§ **Extracted text**
* BEGIN *
Thanks for clarifying :slight_smile:

Received a second light this week. But its not working properly. You can turn it on, but it is super super dim. Freshly charged battery, blindingly bring in the first light, second is ultra low only. Any ideas?

Hi Krono,

Long Tube for BLF D80 out of stock

Can you tell me, when it will be available again?

does this light have low voltage cut off?
How does this light compare in throw to xintd c8?
the the 4k-4200 k too warm for most use or is it better in the woods for seeing animals?
I am stuck between this and the cpf Italian comet

No low-voltage cutoff.

C8 throws more, but D80 puts out more lumens.

Don’t know about your tint question. Mine is a 3C.

EDIT: Depends which version of the C8 you have. The XinTD C8 V5 XP-G2 definitely outthrows the D80. XinTD C8 V5 XM-L2 throws about the same.

[quote=MEM]

I’ve got all dedomes to work and Nichia 219Cs actually with those 3D printed spacers above. The spacing problem is a minor shift in Z axis reflector height when dedomed, but easily adjusted by the spacer.

I’ve been busy as heck with assembly of D80s, but I’ve been getting beamshots ready and some specifications tested between 4 or 5 LED configurations that work in the light with the stock reflector, and with a custom lens type I had designed that provides a small degree of smooth natural flood (~13°) with a very focused XP-G2 die image (~5°).

The front lens protectors I messed around with, one design I made inadvertently reminded me of a jet engine exhaust or nozzle on a fighter jet in some context. Whoops. But, I ran with it anyways. :slight_smile:

Tell me pls, where to get lens like this?

Only from MEM, if he will let you have any. It is designed and 3D printed by him.

Than, any convex lens 39mm diameter?

Custom build, custom lenses. A full lens MFG run. $$$

Like a group buy, that I eat the cost on, to be able to distribute.
* END *
§ **Your goal**
Rewrite the flashlight thread between "No low-voltage cutoff." and "by the spacer.", inclusive, with "light" in place of "lumens".

§ **Items**
* BEGIN *
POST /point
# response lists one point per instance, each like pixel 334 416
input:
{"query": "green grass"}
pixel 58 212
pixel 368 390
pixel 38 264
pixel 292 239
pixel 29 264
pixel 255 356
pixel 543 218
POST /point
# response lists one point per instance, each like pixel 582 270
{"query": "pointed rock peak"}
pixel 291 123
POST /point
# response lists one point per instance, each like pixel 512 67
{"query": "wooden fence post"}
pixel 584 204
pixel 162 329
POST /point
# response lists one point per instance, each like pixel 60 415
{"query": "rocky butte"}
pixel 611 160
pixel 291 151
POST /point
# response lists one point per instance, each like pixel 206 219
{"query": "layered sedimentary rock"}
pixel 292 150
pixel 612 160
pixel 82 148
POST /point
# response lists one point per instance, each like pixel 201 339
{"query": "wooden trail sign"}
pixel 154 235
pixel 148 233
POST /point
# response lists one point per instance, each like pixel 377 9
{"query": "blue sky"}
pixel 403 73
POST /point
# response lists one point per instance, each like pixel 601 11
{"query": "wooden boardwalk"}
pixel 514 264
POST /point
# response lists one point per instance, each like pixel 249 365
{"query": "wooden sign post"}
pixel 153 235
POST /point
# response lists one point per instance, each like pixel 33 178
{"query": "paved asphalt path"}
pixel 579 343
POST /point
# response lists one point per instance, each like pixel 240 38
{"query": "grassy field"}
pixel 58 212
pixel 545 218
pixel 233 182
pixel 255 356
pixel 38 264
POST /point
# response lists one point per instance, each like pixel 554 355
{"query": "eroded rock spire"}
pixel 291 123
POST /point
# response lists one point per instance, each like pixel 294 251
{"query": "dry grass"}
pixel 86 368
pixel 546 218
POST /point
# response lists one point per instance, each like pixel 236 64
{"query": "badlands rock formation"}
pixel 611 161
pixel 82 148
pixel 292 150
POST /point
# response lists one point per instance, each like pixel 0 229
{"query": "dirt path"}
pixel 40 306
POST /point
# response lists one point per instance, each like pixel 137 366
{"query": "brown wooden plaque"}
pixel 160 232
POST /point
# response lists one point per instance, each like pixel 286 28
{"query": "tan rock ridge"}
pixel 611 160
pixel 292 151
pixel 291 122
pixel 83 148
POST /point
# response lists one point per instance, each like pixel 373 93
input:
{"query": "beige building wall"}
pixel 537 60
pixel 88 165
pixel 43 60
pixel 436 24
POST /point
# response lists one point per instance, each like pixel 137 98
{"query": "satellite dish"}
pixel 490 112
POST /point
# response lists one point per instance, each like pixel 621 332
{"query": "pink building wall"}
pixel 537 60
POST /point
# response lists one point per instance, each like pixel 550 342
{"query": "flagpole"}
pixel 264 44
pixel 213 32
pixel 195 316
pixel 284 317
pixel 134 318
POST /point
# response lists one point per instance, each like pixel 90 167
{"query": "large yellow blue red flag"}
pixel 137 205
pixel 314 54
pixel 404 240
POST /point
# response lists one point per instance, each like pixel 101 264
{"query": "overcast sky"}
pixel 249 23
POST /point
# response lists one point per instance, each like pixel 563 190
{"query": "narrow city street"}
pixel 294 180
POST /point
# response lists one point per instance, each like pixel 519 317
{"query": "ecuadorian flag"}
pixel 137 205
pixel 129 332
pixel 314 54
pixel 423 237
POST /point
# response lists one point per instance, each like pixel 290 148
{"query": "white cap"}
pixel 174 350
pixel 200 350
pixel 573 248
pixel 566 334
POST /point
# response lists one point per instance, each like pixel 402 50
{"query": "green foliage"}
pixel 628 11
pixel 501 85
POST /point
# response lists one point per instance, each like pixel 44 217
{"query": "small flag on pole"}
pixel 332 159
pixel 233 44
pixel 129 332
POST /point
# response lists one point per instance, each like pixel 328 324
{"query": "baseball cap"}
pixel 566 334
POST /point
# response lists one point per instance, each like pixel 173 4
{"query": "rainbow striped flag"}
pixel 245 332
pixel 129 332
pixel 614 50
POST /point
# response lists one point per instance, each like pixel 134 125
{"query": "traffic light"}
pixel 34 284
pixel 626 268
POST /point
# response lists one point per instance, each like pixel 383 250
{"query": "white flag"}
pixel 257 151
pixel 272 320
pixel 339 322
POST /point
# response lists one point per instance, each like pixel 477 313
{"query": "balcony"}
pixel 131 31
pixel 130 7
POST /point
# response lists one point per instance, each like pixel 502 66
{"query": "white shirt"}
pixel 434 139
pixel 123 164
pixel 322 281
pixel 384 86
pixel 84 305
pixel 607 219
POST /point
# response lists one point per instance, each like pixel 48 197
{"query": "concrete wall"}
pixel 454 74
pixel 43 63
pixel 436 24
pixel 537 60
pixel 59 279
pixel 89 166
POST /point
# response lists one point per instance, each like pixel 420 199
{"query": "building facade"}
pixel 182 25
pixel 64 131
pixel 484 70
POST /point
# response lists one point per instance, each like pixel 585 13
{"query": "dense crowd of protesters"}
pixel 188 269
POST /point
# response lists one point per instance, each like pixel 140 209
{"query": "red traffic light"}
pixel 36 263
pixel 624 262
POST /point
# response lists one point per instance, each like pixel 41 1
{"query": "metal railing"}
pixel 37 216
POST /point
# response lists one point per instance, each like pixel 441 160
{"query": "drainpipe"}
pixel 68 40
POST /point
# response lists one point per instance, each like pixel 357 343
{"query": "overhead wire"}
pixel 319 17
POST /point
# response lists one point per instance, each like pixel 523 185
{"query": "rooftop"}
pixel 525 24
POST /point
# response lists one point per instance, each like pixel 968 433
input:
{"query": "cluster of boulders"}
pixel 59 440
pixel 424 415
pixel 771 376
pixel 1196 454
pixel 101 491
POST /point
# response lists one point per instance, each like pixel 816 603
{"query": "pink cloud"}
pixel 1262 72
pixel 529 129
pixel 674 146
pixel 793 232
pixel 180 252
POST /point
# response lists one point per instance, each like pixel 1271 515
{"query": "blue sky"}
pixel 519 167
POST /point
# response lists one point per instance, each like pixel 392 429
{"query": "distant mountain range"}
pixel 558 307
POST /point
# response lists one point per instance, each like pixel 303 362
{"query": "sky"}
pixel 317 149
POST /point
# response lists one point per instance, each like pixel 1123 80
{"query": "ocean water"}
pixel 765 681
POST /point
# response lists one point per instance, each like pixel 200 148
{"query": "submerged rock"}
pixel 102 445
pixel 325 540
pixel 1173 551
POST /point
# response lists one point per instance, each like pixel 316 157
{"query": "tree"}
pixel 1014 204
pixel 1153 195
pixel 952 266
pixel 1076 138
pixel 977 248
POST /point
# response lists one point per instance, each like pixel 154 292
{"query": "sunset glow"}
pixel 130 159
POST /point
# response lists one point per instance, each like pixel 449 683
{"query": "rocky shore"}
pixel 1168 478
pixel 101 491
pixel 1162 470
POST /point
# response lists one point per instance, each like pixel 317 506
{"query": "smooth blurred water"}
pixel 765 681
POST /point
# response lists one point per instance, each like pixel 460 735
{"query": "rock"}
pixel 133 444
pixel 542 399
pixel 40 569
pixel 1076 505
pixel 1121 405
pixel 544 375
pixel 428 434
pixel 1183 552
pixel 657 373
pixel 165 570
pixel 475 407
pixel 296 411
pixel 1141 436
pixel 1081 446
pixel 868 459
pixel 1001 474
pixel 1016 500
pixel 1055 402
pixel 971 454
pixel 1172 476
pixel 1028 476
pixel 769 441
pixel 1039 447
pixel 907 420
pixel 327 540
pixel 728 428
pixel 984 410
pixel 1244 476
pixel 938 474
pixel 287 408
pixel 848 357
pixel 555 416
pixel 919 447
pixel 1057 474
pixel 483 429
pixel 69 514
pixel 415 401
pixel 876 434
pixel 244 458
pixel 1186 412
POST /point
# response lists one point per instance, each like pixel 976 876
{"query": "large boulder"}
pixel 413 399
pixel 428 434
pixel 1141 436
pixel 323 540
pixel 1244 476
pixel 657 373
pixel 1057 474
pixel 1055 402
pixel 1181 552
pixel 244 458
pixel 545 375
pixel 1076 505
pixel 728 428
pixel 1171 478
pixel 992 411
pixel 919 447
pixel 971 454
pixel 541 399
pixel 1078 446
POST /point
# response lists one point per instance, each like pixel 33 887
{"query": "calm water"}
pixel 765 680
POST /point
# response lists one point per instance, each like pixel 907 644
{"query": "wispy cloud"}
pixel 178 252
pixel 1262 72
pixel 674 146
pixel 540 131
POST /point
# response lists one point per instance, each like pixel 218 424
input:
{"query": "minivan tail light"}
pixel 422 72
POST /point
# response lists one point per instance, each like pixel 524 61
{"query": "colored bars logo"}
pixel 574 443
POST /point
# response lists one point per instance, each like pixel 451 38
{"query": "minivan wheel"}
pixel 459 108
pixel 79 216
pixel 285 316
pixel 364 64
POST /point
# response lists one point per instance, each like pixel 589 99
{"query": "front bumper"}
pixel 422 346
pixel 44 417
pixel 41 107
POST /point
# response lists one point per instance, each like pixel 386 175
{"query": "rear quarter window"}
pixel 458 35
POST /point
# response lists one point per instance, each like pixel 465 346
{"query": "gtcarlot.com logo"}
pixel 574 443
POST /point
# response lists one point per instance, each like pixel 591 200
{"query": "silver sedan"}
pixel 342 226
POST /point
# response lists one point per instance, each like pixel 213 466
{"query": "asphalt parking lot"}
* END *
§ **Written reply**
No low-voltage cutoff.

C8 throws more, but D80 puts out more light.

Don’t know about your tint question. Mine is a 3C.

EDIT: Depends which version of the C8 you have. The XinTD C8 V5 XP-G2 definitely outthrows the D80. XinTD C8 V5 XM-L2 throws about the same.

[quote=MEM]

I’ve got all dedomes to work and Nichia 219Cs actually with those 3D printed spacers above. The spacing problem is a minor shift in Z axis reflector height when dedomed, but easily adjusted by the spacer.